Activity: Using the records underneath, tally the lines where the word "handle" appears and please give only the count.

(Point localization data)
*** Block opens ***

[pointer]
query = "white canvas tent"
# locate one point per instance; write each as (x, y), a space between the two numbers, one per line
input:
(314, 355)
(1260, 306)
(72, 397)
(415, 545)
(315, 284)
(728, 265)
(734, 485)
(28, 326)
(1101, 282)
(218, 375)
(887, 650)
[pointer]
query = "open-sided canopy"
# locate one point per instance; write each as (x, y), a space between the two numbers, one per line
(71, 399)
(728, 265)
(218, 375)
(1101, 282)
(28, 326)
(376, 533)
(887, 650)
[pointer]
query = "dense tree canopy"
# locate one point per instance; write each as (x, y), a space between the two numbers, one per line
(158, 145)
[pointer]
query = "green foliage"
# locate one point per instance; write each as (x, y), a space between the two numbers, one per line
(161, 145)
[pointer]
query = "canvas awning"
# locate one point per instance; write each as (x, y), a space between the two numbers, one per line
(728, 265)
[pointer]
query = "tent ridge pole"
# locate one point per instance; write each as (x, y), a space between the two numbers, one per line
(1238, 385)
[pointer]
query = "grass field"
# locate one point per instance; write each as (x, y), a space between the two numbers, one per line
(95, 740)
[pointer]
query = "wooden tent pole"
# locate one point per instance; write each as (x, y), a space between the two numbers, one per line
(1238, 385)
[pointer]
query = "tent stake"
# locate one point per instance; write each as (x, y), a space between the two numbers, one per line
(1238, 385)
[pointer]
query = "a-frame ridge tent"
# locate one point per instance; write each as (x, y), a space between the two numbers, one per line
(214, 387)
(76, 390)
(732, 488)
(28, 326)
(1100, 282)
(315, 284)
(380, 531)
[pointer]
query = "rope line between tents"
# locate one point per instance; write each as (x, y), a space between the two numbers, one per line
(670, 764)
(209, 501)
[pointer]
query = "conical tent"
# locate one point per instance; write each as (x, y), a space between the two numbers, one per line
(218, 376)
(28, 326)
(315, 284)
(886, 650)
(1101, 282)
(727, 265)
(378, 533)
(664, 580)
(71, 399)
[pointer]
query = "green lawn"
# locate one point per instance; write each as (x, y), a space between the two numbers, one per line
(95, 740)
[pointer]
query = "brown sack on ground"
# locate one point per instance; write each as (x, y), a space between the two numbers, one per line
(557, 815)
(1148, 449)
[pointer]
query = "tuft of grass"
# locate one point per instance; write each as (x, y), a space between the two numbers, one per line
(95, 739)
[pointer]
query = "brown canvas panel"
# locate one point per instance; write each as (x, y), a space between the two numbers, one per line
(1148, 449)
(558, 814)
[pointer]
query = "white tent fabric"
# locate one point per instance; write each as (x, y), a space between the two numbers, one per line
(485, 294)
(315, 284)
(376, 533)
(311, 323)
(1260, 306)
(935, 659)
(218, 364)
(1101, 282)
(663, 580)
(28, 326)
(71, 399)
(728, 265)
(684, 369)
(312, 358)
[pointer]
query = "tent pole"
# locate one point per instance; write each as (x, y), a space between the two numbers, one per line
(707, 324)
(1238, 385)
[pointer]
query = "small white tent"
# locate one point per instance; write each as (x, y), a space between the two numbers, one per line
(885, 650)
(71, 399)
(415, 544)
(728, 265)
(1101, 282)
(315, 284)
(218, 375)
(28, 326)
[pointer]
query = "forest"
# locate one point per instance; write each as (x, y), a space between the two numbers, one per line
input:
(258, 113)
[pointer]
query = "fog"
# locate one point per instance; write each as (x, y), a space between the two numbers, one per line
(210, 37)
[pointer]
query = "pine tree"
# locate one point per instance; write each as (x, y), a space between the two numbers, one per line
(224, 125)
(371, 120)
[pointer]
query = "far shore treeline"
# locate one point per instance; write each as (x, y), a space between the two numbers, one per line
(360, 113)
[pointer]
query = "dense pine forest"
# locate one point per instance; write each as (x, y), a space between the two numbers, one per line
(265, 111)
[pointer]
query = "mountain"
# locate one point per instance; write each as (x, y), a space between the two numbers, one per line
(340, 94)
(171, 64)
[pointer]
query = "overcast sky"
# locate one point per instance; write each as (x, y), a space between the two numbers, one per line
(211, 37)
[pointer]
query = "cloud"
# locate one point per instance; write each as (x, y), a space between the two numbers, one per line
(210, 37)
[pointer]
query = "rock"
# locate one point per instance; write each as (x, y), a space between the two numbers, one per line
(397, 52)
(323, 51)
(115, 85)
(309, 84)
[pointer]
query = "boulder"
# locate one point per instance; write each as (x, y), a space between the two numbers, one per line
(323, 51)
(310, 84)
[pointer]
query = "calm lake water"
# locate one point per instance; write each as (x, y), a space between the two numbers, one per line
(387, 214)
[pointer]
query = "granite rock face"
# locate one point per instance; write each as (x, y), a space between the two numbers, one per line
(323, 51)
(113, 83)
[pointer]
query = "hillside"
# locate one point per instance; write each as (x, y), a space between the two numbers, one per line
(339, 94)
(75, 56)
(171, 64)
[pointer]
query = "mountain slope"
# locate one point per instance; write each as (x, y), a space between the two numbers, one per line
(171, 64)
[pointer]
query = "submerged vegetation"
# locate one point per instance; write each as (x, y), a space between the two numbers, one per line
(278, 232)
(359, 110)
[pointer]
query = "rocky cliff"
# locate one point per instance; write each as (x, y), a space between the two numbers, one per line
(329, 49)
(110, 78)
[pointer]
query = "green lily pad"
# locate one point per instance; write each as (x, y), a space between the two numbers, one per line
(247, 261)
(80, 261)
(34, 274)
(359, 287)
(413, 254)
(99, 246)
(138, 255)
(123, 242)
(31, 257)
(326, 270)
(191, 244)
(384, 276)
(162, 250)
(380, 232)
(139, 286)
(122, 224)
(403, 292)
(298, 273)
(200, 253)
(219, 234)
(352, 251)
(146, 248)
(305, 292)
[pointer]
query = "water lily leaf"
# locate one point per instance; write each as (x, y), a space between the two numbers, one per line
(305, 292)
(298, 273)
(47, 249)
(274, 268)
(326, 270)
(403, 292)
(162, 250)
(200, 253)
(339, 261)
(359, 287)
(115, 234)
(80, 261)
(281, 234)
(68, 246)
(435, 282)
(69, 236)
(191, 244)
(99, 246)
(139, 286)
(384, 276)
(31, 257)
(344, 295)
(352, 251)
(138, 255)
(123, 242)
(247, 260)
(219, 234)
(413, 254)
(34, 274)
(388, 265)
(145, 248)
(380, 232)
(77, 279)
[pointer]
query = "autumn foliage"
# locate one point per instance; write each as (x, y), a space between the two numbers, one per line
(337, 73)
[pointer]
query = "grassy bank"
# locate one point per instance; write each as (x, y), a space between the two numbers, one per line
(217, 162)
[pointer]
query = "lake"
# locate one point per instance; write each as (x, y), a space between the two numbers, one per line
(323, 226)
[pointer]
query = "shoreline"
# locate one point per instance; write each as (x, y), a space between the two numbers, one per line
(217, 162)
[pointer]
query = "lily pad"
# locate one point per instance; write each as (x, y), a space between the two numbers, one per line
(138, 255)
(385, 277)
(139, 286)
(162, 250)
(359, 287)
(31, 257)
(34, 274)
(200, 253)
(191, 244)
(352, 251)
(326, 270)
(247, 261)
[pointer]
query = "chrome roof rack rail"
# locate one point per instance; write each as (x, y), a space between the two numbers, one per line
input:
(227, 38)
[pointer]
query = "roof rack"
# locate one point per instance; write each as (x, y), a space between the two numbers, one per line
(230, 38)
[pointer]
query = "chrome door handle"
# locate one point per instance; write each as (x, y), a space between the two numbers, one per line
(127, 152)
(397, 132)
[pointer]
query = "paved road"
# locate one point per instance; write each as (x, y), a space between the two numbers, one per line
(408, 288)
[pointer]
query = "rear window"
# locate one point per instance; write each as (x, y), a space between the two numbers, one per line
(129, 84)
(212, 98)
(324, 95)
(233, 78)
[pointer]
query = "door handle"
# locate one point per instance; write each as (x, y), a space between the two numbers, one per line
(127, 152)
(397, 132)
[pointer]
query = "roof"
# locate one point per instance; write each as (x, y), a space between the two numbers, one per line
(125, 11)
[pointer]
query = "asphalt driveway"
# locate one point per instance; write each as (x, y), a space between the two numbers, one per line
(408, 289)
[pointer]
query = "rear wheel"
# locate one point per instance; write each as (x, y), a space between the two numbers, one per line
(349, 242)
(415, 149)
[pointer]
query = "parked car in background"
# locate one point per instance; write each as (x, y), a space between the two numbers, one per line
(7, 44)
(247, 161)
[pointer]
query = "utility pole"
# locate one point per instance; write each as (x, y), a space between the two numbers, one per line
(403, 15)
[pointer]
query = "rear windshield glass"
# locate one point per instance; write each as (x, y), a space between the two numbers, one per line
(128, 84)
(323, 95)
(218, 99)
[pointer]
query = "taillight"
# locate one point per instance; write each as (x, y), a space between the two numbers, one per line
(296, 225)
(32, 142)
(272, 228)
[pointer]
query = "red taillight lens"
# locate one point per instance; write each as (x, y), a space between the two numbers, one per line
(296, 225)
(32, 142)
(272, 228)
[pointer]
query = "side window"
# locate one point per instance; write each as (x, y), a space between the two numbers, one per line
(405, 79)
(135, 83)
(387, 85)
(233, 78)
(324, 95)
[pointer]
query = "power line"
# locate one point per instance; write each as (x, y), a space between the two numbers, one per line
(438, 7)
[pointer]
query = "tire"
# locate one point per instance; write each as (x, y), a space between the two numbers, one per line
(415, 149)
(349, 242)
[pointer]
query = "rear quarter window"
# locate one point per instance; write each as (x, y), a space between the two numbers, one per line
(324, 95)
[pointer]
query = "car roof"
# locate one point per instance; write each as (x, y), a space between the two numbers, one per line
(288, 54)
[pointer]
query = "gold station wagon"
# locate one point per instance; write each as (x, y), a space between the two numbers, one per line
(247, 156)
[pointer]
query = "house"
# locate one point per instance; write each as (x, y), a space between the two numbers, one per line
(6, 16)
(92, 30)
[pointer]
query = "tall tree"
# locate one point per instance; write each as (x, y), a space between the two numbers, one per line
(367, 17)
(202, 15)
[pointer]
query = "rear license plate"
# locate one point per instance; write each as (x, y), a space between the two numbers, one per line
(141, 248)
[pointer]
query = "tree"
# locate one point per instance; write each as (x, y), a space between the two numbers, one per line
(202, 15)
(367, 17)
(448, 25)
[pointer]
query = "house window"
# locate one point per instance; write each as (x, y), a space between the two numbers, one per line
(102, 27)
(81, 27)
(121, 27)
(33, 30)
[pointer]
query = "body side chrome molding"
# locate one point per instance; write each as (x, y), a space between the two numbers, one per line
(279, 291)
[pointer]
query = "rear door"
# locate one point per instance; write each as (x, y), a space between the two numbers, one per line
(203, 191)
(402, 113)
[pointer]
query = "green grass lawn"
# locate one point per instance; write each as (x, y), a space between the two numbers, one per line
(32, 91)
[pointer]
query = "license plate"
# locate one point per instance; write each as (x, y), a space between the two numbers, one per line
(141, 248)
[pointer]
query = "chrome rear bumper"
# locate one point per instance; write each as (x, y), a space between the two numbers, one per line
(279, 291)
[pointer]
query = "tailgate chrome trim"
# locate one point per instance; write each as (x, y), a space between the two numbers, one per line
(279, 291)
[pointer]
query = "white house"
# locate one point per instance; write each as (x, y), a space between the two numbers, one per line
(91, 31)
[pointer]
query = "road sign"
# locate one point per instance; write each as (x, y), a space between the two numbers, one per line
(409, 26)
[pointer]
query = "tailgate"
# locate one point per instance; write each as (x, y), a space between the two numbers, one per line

*** Block closes ***

Response: 2